Dataset entries
────
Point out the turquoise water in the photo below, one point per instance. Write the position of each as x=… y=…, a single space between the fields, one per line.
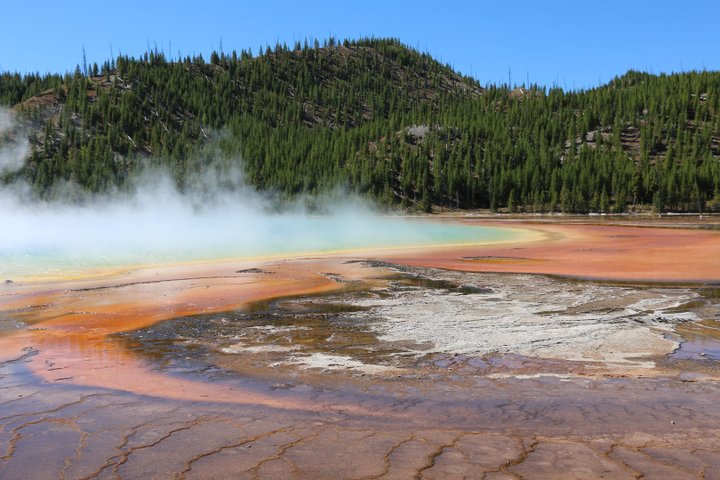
x=49 y=248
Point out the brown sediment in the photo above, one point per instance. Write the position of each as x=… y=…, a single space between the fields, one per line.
x=72 y=331
x=623 y=253
x=72 y=321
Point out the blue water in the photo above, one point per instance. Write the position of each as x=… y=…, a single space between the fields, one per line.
x=106 y=243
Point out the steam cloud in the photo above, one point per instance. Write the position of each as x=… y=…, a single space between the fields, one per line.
x=217 y=216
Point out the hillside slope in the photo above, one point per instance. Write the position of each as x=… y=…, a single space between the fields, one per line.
x=381 y=119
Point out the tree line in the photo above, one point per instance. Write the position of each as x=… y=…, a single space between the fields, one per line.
x=381 y=119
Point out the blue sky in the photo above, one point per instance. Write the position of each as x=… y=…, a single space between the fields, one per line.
x=568 y=43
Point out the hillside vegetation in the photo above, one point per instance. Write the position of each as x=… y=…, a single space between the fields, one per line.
x=381 y=119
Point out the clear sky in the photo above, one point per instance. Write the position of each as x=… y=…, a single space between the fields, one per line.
x=568 y=43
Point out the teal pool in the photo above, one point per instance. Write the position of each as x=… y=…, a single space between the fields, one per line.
x=47 y=245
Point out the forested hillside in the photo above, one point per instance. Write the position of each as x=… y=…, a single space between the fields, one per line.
x=381 y=119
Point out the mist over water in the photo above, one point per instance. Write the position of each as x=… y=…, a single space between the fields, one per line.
x=216 y=216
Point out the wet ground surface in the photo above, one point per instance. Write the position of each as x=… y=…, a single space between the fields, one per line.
x=623 y=383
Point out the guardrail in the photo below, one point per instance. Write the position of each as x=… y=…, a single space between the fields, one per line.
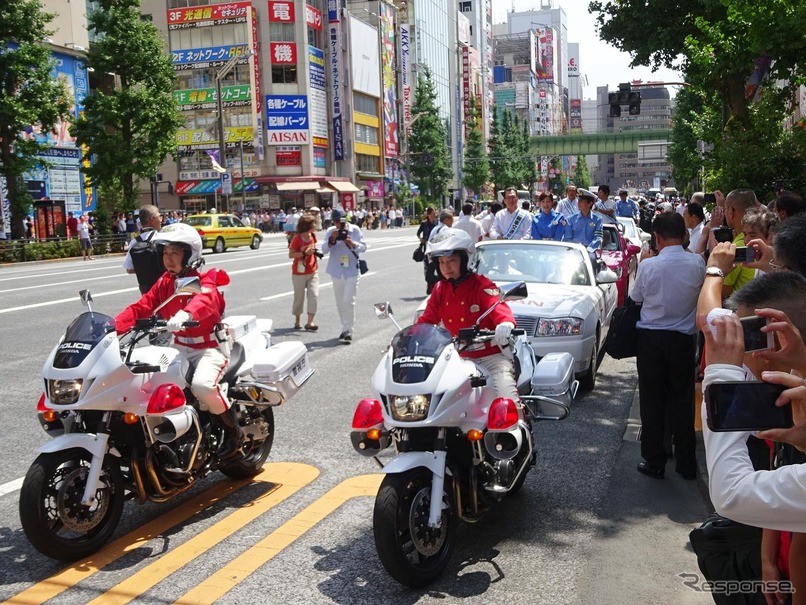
x=17 y=251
────
The lines wanted run from the line containing "Point out the wet" through the end of the entries; return them exactly, both ends included, and keep pictures out.

EXERCISE ANSWER —
Point out the wet ground surface in the photo above, one point per instance. Write the position of each as x=… y=…, a single space between the fields, one per line.
x=623 y=383
Point out the guardrail in the photo below, one point per instance. Write the position of each as x=… y=…, a single space between the fields, one per line.
x=17 y=251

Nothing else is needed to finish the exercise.